Repeat the material exactly, every line of it.

□ □ □ □

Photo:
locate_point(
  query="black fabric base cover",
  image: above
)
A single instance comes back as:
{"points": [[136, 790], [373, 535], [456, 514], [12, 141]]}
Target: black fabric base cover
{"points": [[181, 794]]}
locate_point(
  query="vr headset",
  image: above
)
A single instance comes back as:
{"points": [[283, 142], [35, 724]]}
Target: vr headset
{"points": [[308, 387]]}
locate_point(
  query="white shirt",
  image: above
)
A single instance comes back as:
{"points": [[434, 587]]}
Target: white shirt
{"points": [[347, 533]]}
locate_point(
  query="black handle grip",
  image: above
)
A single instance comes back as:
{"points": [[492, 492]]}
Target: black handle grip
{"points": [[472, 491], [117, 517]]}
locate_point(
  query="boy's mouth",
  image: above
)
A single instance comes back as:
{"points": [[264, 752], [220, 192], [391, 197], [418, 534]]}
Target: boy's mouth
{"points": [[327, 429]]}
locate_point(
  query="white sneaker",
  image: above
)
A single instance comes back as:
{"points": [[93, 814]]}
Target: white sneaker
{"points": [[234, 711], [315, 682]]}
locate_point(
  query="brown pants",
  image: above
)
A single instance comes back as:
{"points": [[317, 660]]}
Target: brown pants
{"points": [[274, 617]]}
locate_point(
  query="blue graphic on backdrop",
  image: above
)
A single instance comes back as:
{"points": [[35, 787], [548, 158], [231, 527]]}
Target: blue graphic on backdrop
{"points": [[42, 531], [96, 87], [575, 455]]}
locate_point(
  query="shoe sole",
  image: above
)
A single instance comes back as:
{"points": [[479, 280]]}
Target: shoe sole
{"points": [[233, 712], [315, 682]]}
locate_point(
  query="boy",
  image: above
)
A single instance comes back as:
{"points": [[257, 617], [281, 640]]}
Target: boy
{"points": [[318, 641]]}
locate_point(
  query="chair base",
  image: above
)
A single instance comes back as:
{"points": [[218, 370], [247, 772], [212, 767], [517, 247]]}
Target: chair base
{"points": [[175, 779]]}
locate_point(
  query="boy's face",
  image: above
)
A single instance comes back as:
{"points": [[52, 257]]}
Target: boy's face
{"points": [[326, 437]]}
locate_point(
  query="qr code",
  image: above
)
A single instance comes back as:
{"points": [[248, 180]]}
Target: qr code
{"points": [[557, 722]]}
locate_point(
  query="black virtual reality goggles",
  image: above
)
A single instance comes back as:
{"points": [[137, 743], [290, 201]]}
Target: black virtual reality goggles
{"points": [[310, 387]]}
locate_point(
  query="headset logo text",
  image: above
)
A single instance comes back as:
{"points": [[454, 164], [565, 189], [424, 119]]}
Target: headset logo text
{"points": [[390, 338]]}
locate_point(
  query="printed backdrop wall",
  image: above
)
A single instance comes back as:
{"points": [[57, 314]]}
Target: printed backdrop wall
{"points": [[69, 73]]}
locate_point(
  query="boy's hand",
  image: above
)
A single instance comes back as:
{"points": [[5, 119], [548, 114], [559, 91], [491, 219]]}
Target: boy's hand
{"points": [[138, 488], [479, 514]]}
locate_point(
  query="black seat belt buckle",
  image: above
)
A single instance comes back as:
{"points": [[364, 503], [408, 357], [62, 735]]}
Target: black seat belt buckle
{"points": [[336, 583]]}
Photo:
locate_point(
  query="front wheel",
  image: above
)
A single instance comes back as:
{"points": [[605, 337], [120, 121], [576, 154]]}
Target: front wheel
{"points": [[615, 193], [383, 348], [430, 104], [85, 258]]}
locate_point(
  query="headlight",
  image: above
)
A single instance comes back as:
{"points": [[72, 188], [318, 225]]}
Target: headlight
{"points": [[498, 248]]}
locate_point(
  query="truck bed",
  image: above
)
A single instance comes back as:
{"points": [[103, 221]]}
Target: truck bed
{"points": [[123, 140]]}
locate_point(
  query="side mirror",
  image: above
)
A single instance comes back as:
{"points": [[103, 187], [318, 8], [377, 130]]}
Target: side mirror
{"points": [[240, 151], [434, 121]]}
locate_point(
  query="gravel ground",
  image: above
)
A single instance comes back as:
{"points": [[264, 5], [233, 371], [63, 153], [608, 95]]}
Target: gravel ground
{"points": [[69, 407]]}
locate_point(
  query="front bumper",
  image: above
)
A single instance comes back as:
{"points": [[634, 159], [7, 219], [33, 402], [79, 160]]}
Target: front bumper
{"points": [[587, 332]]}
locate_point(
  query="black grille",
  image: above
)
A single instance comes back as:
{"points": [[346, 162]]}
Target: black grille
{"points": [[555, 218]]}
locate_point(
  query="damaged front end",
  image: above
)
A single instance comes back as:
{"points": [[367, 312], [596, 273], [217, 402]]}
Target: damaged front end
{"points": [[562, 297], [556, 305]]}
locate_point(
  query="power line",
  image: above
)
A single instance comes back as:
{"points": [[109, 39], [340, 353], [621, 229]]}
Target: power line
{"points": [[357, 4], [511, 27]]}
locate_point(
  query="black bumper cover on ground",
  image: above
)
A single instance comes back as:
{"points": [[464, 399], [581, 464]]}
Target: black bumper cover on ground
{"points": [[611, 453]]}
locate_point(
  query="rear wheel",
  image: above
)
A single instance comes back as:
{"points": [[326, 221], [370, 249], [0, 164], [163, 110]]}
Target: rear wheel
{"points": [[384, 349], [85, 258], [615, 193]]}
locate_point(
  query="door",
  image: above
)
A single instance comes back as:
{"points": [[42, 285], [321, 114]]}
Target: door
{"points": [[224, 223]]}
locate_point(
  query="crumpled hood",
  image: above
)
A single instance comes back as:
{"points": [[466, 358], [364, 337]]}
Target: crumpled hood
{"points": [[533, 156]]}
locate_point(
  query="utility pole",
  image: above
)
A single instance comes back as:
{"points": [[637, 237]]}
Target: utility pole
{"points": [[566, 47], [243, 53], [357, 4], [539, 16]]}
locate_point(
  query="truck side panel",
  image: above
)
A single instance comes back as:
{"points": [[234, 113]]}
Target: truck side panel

□ □ □ □

ANSWER TO THE TASK:
Photo:
locate_point(
  query="black fabric base cover",
  image: above
)
A single instance comes back as:
{"points": [[136, 790], [373, 535], [456, 514], [12, 141]]}
Target: black fabric base cover
{"points": [[181, 794]]}
locate_point(
  query="vr headset",
  image: above
)
A single instance comes back as:
{"points": [[283, 142], [35, 724]]}
Target: vr headset
{"points": [[308, 387]]}
locate_point(
  query="white shirt",
  image: above
)
A single instance comes back as:
{"points": [[434, 587]]}
Target: white shirt
{"points": [[347, 533]]}
locate_point(
  query="black handle grip",
  image: above
)
A single instance comes back as:
{"points": [[492, 492]]}
Target: black handle grip
{"points": [[472, 491], [117, 517]]}
locate_point(
  query="boy's mouth",
  image: above
)
A single instance comes back as:
{"points": [[264, 752], [220, 192], [391, 197], [418, 534]]}
Target: boy's mouth
{"points": [[327, 429]]}
locate_point(
  query="white sneaker",
  image: above
)
A single instance comes back as:
{"points": [[93, 814]]}
Target: white sneaker
{"points": [[234, 711], [315, 682]]}
locate_point(
  query="brown pants",
  image: above
)
A single instance comes back as:
{"points": [[317, 660]]}
Target: brown pants
{"points": [[274, 617]]}
locate_point(
  query="blue graphic on backdrop",
  image: above
)
A single instance comes back as:
{"points": [[35, 787], [548, 158], [231, 527]]}
Target: blue graphic on backdrop
{"points": [[42, 531], [96, 87], [575, 455]]}
locate_point(
  query="shoe sole",
  image: above
)
A single instance comes back as:
{"points": [[479, 280]]}
Target: shoe sole
{"points": [[233, 712], [315, 682]]}
locate_point(
  query="boy",
  image: above
)
A single instance comes back as:
{"points": [[257, 617], [281, 640]]}
Target: boy
{"points": [[318, 641]]}
locate_point(
  query="chair base",
  image: above
)
A single instance comes back as:
{"points": [[218, 370], [247, 772], [212, 767], [517, 247]]}
Target: chair base
{"points": [[175, 779]]}
locate_point(
  query="boy's face",
  image: above
)
A single instance comes back as:
{"points": [[52, 257]]}
Target: boy's face
{"points": [[326, 437]]}
locate_point(
  query="qr code",
  image: above
)
A single instance comes back as:
{"points": [[248, 180]]}
Target: qr code
{"points": [[557, 722]]}
locate_point(
  query="black virtual reality goggles",
  image: above
)
A single instance comes back as:
{"points": [[137, 743], [290, 201]]}
Target: black virtual reality goggles
{"points": [[310, 387]]}
locate_point(
  query="headset logo text",
  image: above
)
A single instance comes back as:
{"points": [[454, 164], [565, 189], [424, 119]]}
Target: headset logo text
{"points": [[390, 338]]}
locate_point(
  query="printed backdrop wall",
  image: above
)
A single instance comes back as:
{"points": [[57, 314]]}
Target: printed backdrop wall
{"points": [[69, 73]]}
locate_point(
  query="boy's hand",
  image: above
)
A single instance comes back as:
{"points": [[5, 119], [548, 114], [559, 91], [491, 219]]}
Target: boy's hand
{"points": [[138, 488], [479, 514]]}
locate_point(
  query="black seat belt buckle",
  image: above
)
A single instance comes back as:
{"points": [[364, 503], [408, 357], [62, 735]]}
Target: black seat belt buckle
{"points": [[336, 583]]}
Photo:
locate_point(
  query="front wheel",
  image: above
)
A single instance comes back as:
{"points": [[605, 337], [120, 121], [576, 154]]}
Target: front wheel
{"points": [[615, 193], [383, 348], [430, 104], [85, 258]]}
locate_point(
  query="headlight",
  image: above
)
A single instance comes back as:
{"points": [[72, 188], [318, 225]]}
Target: headlight
{"points": [[498, 248]]}
locate_point(
  query="truck bed",
  image: above
)
A single instance comes back as:
{"points": [[103, 221]]}
Target: truck bed
{"points": [[123, 140]]}
locate_point(
  query="side mirror",
  image: above
)
A single instance comes back as:
{"points": [[103, 187], [318, 8], [377, 130]]}
Target: side mirror
{"points": [[240, 151], [434, 121]]}
locate_point(
  query="gravel ground",
  image: above
)
A single instance comes back as:
{"points": [[264, 5], [233, 371], [63, 153], [608, 95]]}
Target: gravel ground
{"points": [[69, 407]]}
locate_point(
  query="front bumper",
  image: above
)
A single instance comes back as:
{"points": [[634, 159], [7, 219], [33, 402], [79, 160]]}
Target: front bumper
{"points": [[587, 332]]}
locate_point(
  query="black grille",
  image: above
)
A single instance comes back as:
{"points": [[346, 162]]}
Target: black grille
{"points": [[555, 218]]}
locate_point(
  query="damaged front end",
  image: above
)
A single instance comes back as:
{"points": [[367, 312], [596, 273], [217, 402]]}
Target: damaged front end
{"points": [[562, 297], [556, 305]]}
locate_point(
  query="power line",
  image: above
)
A single instance comes back as:
{"points": [[109, 39], [340, 353], [621, 229]]}
Target: power line
{"points": [[357, 4], [511, 27]]}
locate_point(
  query="black bumper cover on ground",
  image: above
)
A single instance comes back as:
{"points": [[464, 399], [581, 464]]}
Target: black bumper cover on ground
{"points": [[611, 453]]}
locate_point(
  query="rear wheel",
  image: above
)
A single instance comes back as:
{"points": [[326, 221], [370, 249], [0, 164], [163, 110]]}
Target: rear wheel
{"points": [[384, 349], [85, 258], [615, 193]]}
locate_point(
  query="door",
  image: above
)
A single instance comes back as:
{"points": [[42, 285], [321, 114]]}
Target: door
{"points": [[224, 223]]}
locate_point(
  query="crumpled hood",
  image: above
)
A single instance comes back as:
{"points": [[466, 358], [364, 337]]}
Target: crumpled hood
{"points": [[533, 156]]}
locate_point(
  query="utility pole",
  image: above
)
A single instance comes back as:
{"points": [[637, 237]]}
Target: utility pole
{"points": [[566, 47], [243, 53], [357, 4], [539, 16]]}
locate_point(
  query="truck side panel",
  image: above
)
A single instance comes back as:
{"points": [[234, 113]]}
Target: truck side panel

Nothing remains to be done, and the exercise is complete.